TASK PROMPT –
Each line from the one holding "For full credit, report the exact bounding box of the car's" through the final line of the data below is to be given again exactly, and no other line is to appear.

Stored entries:
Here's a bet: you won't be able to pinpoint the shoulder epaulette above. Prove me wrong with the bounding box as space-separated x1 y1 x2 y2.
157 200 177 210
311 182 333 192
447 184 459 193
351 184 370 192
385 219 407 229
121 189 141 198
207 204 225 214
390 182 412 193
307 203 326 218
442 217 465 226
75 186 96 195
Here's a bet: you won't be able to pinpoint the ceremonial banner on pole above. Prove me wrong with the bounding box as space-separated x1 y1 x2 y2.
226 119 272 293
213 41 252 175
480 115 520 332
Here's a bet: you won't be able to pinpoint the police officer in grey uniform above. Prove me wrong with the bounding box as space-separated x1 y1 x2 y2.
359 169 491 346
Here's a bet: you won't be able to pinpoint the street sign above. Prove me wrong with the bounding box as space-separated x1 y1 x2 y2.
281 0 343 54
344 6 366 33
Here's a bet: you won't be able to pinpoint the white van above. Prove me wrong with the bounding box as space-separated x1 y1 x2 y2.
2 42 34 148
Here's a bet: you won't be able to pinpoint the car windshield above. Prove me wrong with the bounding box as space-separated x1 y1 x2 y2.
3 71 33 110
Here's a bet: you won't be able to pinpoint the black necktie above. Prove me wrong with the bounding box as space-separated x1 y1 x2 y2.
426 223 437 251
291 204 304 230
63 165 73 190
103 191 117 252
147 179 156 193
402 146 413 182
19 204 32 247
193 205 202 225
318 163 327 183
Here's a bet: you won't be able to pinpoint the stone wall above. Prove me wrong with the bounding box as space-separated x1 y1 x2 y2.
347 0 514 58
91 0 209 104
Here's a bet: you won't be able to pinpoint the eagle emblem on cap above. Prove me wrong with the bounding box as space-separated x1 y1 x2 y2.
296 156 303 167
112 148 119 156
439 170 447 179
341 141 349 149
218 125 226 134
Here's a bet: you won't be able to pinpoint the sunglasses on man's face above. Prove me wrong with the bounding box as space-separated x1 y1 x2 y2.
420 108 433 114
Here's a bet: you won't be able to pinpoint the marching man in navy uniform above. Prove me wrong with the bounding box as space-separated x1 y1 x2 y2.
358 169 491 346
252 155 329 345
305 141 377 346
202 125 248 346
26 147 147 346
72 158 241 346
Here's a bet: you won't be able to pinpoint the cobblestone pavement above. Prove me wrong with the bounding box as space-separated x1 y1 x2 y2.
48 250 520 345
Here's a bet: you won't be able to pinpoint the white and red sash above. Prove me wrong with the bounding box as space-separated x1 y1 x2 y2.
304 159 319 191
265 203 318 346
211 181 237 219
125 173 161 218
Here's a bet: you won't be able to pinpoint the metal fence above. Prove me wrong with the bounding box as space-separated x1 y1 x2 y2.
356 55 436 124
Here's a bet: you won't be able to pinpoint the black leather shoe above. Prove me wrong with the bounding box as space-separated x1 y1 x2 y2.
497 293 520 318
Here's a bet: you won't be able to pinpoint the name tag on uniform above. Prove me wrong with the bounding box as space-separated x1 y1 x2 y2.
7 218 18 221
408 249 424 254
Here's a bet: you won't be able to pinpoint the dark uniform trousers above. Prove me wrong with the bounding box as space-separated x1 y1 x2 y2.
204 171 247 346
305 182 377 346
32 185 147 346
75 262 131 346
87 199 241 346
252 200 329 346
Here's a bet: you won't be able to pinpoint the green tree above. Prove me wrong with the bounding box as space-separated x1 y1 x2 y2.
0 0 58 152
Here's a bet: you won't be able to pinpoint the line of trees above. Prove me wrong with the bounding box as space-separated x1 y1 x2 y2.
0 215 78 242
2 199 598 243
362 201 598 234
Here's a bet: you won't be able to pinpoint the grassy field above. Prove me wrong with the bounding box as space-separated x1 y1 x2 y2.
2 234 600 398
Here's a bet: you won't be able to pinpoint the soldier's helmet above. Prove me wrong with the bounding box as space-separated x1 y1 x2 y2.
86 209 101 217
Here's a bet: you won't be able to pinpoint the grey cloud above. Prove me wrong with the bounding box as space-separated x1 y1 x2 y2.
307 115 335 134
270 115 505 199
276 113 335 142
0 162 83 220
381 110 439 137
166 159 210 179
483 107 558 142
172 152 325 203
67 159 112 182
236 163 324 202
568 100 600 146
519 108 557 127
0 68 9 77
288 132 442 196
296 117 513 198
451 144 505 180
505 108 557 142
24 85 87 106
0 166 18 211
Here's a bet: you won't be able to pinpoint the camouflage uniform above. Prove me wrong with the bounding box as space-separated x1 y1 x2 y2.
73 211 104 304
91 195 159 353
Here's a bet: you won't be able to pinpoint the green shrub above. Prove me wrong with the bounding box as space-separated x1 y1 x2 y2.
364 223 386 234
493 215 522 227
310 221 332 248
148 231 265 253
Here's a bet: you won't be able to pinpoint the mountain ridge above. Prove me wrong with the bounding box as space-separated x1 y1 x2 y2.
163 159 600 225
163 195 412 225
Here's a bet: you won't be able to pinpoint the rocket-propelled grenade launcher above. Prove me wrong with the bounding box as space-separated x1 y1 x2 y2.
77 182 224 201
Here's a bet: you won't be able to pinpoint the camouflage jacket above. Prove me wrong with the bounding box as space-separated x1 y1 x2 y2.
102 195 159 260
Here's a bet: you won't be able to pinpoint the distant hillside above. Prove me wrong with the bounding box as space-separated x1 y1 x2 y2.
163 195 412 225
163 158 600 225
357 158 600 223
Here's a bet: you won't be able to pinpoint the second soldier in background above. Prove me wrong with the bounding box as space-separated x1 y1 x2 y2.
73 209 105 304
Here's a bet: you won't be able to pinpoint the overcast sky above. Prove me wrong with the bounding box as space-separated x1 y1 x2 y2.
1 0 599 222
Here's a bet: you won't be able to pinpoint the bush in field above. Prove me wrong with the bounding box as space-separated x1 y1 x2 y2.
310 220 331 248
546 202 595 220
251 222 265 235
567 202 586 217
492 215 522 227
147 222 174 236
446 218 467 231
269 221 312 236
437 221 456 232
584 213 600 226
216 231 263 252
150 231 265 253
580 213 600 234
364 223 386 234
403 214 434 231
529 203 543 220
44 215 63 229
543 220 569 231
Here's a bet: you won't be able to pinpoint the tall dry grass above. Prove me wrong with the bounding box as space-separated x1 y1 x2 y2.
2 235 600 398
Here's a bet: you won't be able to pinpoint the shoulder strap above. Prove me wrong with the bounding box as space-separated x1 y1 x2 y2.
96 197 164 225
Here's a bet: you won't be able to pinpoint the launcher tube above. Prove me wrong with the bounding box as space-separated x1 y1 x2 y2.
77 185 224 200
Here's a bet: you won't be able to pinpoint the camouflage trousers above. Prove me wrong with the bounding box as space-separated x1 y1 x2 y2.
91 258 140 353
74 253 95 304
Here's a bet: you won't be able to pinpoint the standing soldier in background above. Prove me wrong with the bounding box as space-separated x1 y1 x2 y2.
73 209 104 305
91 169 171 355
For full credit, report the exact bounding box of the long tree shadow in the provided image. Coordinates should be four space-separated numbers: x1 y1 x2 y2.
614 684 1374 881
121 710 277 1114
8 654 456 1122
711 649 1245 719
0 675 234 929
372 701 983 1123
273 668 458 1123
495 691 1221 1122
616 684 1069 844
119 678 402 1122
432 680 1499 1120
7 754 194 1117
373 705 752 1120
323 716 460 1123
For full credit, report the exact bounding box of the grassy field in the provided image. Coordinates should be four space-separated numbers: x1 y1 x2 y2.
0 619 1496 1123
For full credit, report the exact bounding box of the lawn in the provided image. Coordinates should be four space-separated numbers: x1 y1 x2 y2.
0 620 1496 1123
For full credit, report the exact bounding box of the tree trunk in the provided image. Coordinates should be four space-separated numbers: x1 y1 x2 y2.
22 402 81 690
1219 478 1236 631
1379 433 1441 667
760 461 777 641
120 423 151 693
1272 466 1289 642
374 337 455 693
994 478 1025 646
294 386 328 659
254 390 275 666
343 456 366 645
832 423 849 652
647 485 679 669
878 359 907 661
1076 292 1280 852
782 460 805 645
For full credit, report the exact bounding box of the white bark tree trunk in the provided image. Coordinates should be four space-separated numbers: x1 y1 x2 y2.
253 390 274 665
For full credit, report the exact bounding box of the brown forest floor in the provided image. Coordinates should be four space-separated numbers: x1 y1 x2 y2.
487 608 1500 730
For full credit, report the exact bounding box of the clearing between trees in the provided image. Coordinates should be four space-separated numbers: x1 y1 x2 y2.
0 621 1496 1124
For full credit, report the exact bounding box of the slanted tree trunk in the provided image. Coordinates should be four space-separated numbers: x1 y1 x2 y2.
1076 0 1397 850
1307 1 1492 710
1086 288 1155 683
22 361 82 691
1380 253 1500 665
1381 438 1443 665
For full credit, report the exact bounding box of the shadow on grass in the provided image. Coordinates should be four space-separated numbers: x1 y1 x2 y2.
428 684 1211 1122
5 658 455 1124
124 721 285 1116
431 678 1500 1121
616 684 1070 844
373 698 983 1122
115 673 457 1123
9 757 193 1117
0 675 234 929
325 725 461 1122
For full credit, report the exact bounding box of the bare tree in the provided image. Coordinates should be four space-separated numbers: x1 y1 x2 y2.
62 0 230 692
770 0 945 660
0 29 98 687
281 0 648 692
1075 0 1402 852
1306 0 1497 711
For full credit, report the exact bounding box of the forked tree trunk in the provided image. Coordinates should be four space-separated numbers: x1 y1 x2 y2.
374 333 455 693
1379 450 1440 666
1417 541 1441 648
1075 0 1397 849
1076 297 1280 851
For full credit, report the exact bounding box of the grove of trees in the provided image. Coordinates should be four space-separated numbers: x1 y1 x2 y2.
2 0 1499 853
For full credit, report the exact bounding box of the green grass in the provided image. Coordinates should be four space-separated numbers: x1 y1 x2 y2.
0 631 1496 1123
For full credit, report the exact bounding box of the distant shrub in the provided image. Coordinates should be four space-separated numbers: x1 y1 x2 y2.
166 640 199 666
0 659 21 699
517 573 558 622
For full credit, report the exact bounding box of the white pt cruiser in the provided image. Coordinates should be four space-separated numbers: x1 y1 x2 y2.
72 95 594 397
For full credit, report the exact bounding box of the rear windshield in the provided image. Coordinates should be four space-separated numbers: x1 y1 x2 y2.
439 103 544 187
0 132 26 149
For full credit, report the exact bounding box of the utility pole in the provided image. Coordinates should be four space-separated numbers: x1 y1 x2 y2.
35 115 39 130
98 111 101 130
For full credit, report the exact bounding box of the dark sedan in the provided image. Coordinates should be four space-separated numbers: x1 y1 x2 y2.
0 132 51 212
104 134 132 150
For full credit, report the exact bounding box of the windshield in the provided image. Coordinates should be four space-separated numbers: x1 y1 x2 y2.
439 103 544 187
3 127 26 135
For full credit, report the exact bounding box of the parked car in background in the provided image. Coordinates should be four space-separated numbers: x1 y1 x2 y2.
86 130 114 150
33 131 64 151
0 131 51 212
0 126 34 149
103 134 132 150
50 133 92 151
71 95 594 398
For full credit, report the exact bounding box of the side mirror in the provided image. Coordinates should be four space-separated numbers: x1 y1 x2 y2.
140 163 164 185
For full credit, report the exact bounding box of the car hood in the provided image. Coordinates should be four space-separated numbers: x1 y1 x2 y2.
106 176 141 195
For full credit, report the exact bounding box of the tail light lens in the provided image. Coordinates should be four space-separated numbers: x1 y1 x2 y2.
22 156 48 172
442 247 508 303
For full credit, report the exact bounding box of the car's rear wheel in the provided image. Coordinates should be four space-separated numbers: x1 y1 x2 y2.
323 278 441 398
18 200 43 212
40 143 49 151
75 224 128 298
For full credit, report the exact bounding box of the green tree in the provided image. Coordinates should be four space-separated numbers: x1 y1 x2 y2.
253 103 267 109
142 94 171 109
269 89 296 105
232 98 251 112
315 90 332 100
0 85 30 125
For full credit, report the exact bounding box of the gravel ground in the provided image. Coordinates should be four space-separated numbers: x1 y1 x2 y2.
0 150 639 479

RESPONSE –
For full credit, report the exact bounding box of the car's rear wheel in the provided image. Coordinates should be four space-separated numbers: x1 y1 x2 y2.
323 278 441 398
18 200 43 212
40 143 49 151
75 224 128 298
For full credit, report the exact bounding box of the green tree in the provided image. Coordinates should be four space-separated numbers: x1 y1 x2 y2.
253 103 267 109
142 94 171 109
269 89 296 105
232 98 251 112
315 90 332 100
0 85 30 125
For full credit, report the exact bounding box of the gravel ground in the provided image. Coordinates should be four space-separated numbers: x1 y1 x2 y2.
0 150 639 479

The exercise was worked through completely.